### EXERCISE REQUIREMENTS
From the material below, copy out each line with the word "statue" in it.

TASK DATA: Begin

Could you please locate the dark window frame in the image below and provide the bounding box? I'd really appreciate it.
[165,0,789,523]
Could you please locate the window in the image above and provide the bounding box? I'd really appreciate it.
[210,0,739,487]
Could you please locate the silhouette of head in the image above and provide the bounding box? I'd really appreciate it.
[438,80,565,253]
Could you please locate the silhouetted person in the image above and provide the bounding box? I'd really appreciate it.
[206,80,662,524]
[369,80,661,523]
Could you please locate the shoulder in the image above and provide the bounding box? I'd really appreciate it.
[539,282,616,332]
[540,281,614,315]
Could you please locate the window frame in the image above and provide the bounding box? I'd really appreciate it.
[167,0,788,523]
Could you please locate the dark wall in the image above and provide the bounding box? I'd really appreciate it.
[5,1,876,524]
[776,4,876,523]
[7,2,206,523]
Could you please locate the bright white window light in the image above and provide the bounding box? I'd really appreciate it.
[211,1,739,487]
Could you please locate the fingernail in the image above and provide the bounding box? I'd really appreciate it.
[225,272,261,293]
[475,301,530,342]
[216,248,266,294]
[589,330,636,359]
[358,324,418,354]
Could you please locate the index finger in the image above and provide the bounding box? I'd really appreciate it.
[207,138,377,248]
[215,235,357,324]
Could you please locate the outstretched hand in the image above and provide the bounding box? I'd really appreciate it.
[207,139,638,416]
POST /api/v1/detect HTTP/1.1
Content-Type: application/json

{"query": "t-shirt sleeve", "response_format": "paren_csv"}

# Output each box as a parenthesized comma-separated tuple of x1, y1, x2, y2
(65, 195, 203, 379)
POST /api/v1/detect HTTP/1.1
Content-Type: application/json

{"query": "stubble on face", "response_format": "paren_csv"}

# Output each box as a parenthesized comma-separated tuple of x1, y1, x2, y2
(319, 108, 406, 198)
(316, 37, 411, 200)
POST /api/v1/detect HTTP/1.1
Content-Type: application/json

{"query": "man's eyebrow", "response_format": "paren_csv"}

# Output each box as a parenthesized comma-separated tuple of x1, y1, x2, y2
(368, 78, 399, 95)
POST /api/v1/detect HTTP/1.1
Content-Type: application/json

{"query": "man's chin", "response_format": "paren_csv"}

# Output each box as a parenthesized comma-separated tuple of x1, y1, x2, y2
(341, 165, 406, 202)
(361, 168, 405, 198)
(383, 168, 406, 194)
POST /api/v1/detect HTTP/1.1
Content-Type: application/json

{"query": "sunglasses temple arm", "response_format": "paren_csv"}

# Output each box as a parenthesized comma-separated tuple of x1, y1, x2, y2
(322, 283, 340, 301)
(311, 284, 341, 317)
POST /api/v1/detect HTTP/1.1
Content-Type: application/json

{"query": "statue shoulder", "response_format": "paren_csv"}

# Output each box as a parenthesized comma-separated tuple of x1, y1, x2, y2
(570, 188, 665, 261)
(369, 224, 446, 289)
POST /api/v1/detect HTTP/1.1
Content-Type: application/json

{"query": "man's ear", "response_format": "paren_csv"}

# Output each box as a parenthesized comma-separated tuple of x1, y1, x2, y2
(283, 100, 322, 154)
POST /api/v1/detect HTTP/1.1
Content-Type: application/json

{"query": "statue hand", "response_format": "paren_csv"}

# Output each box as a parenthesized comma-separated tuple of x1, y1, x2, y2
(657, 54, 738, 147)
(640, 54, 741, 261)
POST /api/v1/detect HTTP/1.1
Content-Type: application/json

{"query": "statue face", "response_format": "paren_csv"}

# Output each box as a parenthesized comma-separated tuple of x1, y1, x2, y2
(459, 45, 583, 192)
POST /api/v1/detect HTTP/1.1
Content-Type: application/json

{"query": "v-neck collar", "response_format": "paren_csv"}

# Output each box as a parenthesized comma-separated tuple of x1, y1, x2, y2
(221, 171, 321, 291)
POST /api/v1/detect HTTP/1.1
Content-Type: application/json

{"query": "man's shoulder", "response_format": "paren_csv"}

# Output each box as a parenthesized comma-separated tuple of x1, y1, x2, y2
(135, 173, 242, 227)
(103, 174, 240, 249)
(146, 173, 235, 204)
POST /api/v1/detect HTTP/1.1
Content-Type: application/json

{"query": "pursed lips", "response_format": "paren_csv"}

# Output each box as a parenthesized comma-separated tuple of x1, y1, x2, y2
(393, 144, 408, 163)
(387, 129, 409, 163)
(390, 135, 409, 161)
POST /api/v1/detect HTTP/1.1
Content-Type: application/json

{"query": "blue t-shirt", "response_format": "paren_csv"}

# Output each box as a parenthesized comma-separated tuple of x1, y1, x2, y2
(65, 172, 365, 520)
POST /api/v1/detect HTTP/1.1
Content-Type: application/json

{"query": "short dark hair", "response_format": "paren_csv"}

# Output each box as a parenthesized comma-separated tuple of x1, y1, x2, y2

TASK DATA: End
TASK DATA: Begin

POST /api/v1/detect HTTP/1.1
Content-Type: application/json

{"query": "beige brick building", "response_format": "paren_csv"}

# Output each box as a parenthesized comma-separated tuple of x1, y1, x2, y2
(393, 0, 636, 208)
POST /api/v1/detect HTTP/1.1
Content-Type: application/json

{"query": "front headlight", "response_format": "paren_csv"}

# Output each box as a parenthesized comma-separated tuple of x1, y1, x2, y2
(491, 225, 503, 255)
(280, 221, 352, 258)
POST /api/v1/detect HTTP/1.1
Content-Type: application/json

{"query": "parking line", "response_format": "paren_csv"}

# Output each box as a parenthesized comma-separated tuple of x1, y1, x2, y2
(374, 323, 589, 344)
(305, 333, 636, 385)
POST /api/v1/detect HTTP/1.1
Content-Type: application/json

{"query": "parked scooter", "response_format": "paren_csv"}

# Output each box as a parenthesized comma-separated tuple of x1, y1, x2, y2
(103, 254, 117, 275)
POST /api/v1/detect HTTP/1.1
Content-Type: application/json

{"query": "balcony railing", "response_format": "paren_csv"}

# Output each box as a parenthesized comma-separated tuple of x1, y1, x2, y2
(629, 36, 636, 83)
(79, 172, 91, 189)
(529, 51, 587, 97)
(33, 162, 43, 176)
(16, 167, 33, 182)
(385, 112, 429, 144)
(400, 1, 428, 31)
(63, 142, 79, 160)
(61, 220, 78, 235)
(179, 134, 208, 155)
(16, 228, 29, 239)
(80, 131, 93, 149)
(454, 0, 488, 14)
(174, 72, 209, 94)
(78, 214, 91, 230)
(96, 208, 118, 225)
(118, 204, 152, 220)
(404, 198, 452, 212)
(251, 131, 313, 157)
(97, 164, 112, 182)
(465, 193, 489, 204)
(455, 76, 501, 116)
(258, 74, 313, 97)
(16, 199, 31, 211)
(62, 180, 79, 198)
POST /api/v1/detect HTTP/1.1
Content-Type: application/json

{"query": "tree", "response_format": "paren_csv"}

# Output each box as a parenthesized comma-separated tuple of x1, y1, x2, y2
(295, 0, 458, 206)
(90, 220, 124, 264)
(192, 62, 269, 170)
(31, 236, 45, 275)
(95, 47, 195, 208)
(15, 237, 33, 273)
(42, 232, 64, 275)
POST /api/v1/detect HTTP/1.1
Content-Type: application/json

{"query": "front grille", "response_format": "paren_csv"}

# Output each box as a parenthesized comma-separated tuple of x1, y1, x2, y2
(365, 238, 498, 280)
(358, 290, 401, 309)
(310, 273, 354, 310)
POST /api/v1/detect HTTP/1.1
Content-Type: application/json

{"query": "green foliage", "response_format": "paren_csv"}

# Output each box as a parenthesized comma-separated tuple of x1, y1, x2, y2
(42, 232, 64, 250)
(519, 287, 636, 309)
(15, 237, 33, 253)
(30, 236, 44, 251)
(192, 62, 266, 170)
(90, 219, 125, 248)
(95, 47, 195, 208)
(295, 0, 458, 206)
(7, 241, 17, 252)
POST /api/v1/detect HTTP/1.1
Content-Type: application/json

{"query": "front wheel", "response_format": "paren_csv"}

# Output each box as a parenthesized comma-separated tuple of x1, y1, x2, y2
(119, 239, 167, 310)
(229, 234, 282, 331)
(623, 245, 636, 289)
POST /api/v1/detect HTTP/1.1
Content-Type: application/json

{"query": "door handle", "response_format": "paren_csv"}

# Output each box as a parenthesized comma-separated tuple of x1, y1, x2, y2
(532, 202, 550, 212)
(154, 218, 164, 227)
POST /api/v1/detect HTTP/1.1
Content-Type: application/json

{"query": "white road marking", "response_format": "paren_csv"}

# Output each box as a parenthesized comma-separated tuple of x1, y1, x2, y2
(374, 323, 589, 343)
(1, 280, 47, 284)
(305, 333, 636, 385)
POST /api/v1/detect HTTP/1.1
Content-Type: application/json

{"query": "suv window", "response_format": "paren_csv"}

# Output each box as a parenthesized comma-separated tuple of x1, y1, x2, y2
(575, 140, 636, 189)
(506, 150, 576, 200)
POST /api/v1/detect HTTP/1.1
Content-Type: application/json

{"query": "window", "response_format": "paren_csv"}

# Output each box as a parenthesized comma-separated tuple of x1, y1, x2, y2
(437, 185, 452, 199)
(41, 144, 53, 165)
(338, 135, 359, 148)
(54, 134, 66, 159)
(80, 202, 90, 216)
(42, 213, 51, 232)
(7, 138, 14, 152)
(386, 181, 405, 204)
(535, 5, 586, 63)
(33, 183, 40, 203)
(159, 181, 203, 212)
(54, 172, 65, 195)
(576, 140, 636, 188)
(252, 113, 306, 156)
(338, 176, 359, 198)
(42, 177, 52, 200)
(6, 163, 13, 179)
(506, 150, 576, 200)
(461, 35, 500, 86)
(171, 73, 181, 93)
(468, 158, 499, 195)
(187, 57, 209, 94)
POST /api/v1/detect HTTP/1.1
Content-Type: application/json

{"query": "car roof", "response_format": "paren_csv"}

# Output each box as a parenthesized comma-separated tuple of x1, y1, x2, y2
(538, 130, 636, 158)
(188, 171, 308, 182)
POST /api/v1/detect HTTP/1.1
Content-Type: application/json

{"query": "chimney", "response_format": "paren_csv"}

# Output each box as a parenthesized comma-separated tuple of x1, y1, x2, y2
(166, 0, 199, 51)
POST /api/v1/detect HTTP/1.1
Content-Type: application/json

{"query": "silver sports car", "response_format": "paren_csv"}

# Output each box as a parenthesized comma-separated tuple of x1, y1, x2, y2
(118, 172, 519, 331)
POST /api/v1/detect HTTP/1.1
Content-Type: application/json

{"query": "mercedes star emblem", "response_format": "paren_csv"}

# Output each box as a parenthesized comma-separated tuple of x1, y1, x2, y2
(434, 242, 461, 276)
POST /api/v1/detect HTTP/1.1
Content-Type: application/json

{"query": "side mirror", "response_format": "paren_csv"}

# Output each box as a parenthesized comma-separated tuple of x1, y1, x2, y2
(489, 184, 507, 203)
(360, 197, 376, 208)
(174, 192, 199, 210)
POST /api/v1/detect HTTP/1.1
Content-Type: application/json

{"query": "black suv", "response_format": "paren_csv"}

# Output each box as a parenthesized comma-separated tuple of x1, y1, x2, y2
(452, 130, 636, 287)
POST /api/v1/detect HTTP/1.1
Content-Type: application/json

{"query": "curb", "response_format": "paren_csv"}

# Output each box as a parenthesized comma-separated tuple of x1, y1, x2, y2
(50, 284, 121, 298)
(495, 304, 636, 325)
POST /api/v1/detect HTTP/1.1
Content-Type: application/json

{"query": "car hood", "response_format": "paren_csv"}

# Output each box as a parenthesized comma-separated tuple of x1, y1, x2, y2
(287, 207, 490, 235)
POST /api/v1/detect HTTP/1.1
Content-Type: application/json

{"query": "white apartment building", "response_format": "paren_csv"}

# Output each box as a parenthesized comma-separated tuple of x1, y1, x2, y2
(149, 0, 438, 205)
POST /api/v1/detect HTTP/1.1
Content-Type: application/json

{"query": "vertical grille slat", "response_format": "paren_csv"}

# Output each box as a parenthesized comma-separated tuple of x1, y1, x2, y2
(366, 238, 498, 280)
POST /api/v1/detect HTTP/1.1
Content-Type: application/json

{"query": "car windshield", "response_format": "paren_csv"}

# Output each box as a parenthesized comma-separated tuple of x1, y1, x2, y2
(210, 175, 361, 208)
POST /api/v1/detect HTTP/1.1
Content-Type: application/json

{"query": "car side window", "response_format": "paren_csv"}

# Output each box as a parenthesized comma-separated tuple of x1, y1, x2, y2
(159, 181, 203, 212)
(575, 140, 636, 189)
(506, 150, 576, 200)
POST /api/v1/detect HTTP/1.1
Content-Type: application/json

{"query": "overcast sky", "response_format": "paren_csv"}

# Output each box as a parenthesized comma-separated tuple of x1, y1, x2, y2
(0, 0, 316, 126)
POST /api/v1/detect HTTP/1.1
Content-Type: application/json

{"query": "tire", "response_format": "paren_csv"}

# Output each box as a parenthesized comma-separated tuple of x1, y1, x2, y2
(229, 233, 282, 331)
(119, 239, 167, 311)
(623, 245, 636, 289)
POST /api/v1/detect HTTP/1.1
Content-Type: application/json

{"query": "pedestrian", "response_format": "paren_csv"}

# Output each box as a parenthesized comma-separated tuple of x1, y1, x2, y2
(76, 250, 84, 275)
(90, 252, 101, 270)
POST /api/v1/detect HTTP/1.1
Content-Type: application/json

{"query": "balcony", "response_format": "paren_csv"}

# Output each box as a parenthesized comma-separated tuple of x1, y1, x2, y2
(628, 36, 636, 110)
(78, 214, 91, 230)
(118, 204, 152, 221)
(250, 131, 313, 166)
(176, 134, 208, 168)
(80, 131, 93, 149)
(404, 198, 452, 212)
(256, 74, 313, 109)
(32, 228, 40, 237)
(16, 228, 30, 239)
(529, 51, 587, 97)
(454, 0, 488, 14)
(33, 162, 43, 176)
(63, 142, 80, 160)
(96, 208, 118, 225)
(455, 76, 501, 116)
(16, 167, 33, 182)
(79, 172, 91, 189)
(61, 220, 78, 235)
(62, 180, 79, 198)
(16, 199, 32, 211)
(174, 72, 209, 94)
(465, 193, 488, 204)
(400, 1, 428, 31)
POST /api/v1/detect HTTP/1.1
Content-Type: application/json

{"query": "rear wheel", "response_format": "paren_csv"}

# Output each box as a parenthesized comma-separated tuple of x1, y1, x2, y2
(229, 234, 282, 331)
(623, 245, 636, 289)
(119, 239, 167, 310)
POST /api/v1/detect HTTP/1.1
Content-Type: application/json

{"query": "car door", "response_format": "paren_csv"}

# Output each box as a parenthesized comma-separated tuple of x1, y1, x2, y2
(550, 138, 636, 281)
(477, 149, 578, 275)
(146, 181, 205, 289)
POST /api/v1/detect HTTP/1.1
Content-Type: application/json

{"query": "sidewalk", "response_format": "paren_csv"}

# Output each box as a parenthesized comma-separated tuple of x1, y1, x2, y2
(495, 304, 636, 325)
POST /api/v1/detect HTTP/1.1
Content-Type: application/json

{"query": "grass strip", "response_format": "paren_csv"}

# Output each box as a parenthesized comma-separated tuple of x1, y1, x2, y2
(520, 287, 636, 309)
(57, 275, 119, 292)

TASK DATA: End

### SOLUTION BELOW
{"query": "statue shoulder", "response_format": "paren_csv"}
{"query": "statue hand", "response_format": "paren_csv"}
{"query": "statue face", "response_format": "paren_csv"}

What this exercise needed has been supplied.